> [ページ本文]:

_____

茨木の原風景 『イバラード』 “ラピュタ”と“耳をすませば”好きは頭に入れておくと楽しい。

前に「イーハトーブ幻想〜KENjIの春」をレビューした時から書きたいなと思っていました。

この「イバラード時間」は画家の“井上直久”さんが描く『イバラード』と言われる架空の地を巡る。

イバラードというのは、宮沢賢治が思い描く心象世界の理想郷『イーハトーブ』からきた名称。
「こんなところへ行ってみたいな」と思わせるような雄大で美しい世界が広がっています。

出身が茨木だという井上直久さん。幼少の頃に彼が見た畑や川、野原に丘や山々がモデル。自身の記憶を心のフィルターにかけエッセンスを加えて描いたもの。つまり想像したファンタジー世界ではなく身近にある原風景なのですね。世代が違えど懐かしいなと思わせるのは、少なからず見ている側にも同じような場所を思い描かせるからかもしれません。

絵からは、光や物の質感などを丁寧にとらえていることが見て取れます。

ただ写実的に描くのではなく、主線などを描かず硬質的になることを避けていて、まるで一番美しい瞬間を切り取ったような表現。絵画の歴史に関してここでは触れませんが、筆で点を打ち像を浮かび上がらせて形成されていく中で、光源や、日と共に動く影。風によって形を変える雲や草木を、表現しているのだと思います。

奥行きと緻密さ。思わず覗きこんでしまいそうになる高低差や浮遊感。手前に生活感があり、
遠方には巨大な建造物や飛行物体が描かれる。

地平の先まで世界が広がっていると思わせてくれますね。


――「それで、絵画を映像化ってどうやるの?」

正確にはアニメーションはあまりしないのです(笑)

あくまでイバラードの世界を楽しむ事が目的。絵自体はアニメーションでいう背景美術として扱われる。ただ、背景と言っても元の絵に描かれている人物や静物を動かすので“絵が動きだす”感覚が味わえます。これにより、絵との融合を見事に果たしています。

_____

> [表示資料]:
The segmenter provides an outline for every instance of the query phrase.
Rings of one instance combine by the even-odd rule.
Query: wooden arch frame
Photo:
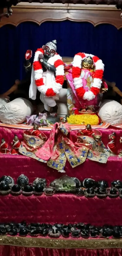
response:
[[[111,24],[119,29],[122,28],[122,11],[116,7],[89,7],[75,5],[61,6],[17,5],[12,8],[13,14],[8,18],[4,17],[0,27],[7,24],[17,26],[25,21],[35,22],[40,25],[46,21],[61,21],[68,20],[74,21],[90,22],[94,26],[101,24]],[[3,10],[3,11],[4,10]]]

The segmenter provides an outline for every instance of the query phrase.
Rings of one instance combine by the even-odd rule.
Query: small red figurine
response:
[[[33,127],[33,128],[29,131],[29,135],[32,135],[33,136],[39,137],[39,138],[45,140],[47,137],[45,136],[43,132],[42,132],[38,129],[38,127],[37,124],[35,124]],[[43,135],[44,136],[43,136]]]
[[[8,149],[8,144],[5,142],[4,139],[3,138],[2,139],[1,143],[0,145],[0,154],[9,154],[10,151]]]
[[[86,128],[84,130],[77,131],[77,132],[76,134],[77,136],[80,136],[81,135],[84,135],[86,136],[92,136],[94,135],[94,132],[92,130],[91,126],[90,124],[87,124],[86,126]]]
[[[117,154],[117,150],[115,145],[116,133],[114,132],[109,136],[109,141],[107,147],[110,152],[114,155]]]
[[[21,143],[17,135],[15,135],[12,142],[12,149],[11,155],[18,155],[19,148]]]

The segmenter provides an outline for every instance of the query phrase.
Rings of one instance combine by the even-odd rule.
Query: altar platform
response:
[[[1,256],[120,256],[122,239],[0,236]]]
[[[72,194],[40,196],[0,196],[0,222],[90,223],[121,225],[122,199],[100,199]]]

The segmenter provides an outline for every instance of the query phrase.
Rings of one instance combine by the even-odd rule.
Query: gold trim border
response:
[[[122,239],[43,238],[0,236],[0,245],[52,249],[122,248]]]

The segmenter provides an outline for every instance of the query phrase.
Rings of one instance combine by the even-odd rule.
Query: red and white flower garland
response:
[[[44,51],[42,48],[38,49],[35,53],[33,63],[35,82],[38,90],[41,93],[47,97],[52,97],[59,93],[62,88],[64,75],[64,63],[61,57],[57,54],[49,59],[48,63],[54,65],[56,71],[55,83],[48,87],[44,84],[42,64],[38,60],[38,56],[42,53],[44,54]]]
[[[82,79],[81,75],[82,60],[88,56],[92,58],[95,67],[95,71],[92,87],[87,92],[83,88]],[[91,100],[93,99],[100,91],[102,84],[102,78],[104,69],[104,65],[102,60],[97,56],[83,52],[76,54],[72,66],[72,76],[76,93],[80,98]]]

_____

ページ本文を読んで、次の問いに答えなさい。
1. 「イバラード」という名称は何からきていますか。
2. 井上直久さんの出身地はどこですか。
3. 「イバラード時間」では、絵自体はアニメーションでいう何として扱われますか。

> [解答例]:
1. 宮沢賢治が思い描く心象世界の理想郷『イーハトーブ』からきています。
2. 茨木です。
3. 背景美術として扱われます。